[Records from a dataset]
☆ ☆ ☆ ☆ ☆ ☆ ☆
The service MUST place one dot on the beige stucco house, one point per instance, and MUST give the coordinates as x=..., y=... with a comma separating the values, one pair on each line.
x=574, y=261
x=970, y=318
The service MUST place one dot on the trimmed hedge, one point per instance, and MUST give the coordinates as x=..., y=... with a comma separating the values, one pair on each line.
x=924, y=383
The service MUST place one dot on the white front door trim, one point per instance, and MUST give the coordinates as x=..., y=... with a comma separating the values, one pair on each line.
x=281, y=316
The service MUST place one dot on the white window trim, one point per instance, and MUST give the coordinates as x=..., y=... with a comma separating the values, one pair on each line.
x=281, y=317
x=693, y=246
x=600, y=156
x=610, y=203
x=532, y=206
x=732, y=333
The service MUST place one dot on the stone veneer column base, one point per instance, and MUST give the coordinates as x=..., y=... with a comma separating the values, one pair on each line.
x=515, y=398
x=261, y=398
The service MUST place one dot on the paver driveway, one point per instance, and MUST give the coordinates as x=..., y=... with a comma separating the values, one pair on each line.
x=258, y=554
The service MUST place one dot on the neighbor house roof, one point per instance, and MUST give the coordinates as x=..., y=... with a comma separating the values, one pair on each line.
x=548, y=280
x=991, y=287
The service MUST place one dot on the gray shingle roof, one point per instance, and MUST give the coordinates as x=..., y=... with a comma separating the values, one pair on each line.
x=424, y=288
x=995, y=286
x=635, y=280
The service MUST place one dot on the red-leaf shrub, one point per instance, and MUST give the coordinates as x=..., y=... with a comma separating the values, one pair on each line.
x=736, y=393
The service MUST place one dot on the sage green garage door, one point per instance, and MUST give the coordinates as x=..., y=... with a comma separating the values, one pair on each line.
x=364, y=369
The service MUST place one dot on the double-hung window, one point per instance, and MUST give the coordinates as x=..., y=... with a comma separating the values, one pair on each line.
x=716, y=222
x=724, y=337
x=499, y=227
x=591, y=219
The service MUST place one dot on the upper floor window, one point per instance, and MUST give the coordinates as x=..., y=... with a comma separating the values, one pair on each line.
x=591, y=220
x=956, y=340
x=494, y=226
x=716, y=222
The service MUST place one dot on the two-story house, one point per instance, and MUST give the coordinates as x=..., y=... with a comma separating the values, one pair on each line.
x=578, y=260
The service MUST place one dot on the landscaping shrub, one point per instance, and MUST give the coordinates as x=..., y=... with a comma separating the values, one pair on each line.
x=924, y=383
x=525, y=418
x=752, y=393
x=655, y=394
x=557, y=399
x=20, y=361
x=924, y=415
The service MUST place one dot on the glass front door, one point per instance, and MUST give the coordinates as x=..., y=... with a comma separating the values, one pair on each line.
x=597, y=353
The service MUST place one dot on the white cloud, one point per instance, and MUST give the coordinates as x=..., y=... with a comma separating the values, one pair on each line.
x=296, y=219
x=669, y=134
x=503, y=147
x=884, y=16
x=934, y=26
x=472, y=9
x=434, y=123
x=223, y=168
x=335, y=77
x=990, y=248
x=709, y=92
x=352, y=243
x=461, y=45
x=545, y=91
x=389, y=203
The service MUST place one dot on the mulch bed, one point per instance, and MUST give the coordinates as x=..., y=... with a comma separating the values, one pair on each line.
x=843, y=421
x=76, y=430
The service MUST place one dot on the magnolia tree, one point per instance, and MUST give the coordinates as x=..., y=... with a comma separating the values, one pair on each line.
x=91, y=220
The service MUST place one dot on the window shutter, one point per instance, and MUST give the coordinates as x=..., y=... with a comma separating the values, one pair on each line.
☆ ☆ ☆ ☆ ☆ ☆ ☆
REQUIREMENT:
Retype all the data exactly, line for line.

ANSWER FOR THE TASK:
The service MUST place one dot on the beige stucco house, one point per instance, and MUST give the coordinates as x=..., y=... with a comma separating the values, one pair on each line.
x=574, y=261
x=970, y=318
The service MUST place one dot on the trimmed hedge, one point per instance, and MUST give the coordinates as x=..., y=... with a comma separating the values, one pair on each line.
x=924, y=383
The service MUST place one dot on the white front door trim, one point per instance, and MUST give the coordinates as x=..., y=... with a comma separating the values, one pair on each line.
x=281, y=316
The service MUST place one dot on the white window trim, one point per instance, and MUST give the coordinates as x=..., y=... with a comma separating the values, one pair on each line.
x=281, y=317
x=693, y=246
x=600, y=156
x=610, y=203
x=532, y=206
x=732, y=333
The service MUST place one dot on the stone veneer column base, one point per instance, and MUST give the coordinates as x=..., y=... with a comma separating the values, one pair on each line.
x=515, y=398
x=261, y=398
The service MUST place one dot on the paver driveway, one point per instance, and MUST give the coordinates as x=..., y=... with a comma separating the values, one pair on each line.
x=258, y=554
The service MUST place one dot on the neighbor house roof, one point per instance, and MUST give the coordinates as x=..., y=... with a comma separating the values, one pair on each line.
x=548, y=280
x=991, y=287
The service MUST place one dot on the gray shingle roof, one point per instance, and MUST give the coordinates as x=..., y=... with a comma separating the values, one pair on each line.
x=424, y=288
x=995, y=286
x=635, y=280
The service MUST place one dot on the red-leaf shrub, one point per instance, and MUST give the coordinates as x=..., y=... with a comma separating the values, one pair on each line.
x=736, y=393
The service MUST place one dot on the sage green garage door, one point per instance, and MUST give the coordinates as x=..., y=... with a comma separating the values, one pair on each line.
x=364, y=369
The service MUST place one dot on the double-hung window, one point per instance, and MUST give the coordinates as x=..., y=... with a comma separating the values, one pair on each line.
x=716, y=222
x=724, y=337
x=499, y=227
x=591, y=219
The service MUST place one dot on the upper floor window, one point per instance, and MUST give the coordinates as x=..., y=... with a comma separating the values, one pair on each line.
x=591, y=220
x=956, y=340
x=494, y=226
x=716, y=222
The service MUST place one dot on the two-story house, one point per instance, and MUST give the coordinates as x=..., y=... with a comma separating the values, one pair on each line.
x=578, y=260
The service MUST place one dot on the landscaping shrub, one point per instance, and MUST give the coordinates as x=..., y=... with a comma separating the values, one pair on each line.
x=924, y=383
x=525, y=418
x=752, y=393
x=655, y=394
x=557, y=399
x=20, y=361
x=924, y=415
The service MUST place one dot on the glass front door, one point per instance, and MUST give the coordinates as x=..., y=... with a comma separating the values, one pair on each line.
x=597, y=353
The service MUST place one dot on the white cloud, one point per instance, and MUST give the coordinates as x=..., y=... with a comma separating the values, one pair on each line.
x=296, y=219
x=669, y=134
x=503, y=147
x=884, y=16
x=934, y=26
x=472, y=9
x=434, y=123
x=223, y=168
x=335, y=77
x=990, y=248
x=709, y=92
x=352, y=243
x=461, y=45
x=545, y=91
x=389, y=203
The service MUST place one dot on the mulch bed, one point per instance, and MUST give the coordinates as x=..., y=... with a comma separating the values, one pair on each line.
x=843, y=421
x=76, y=430
The service MUST place one dot on the magnolia tree, one point per instance, and MUST give the coordinates as x=..., y=... with a comma separating the values, one pair on each line.
x=91, y=220
The service MUST place one dot on the window shutter, one point per instance, and MUST give the coordinates as x=..., y=... with a comma separating the values, one pair on each line.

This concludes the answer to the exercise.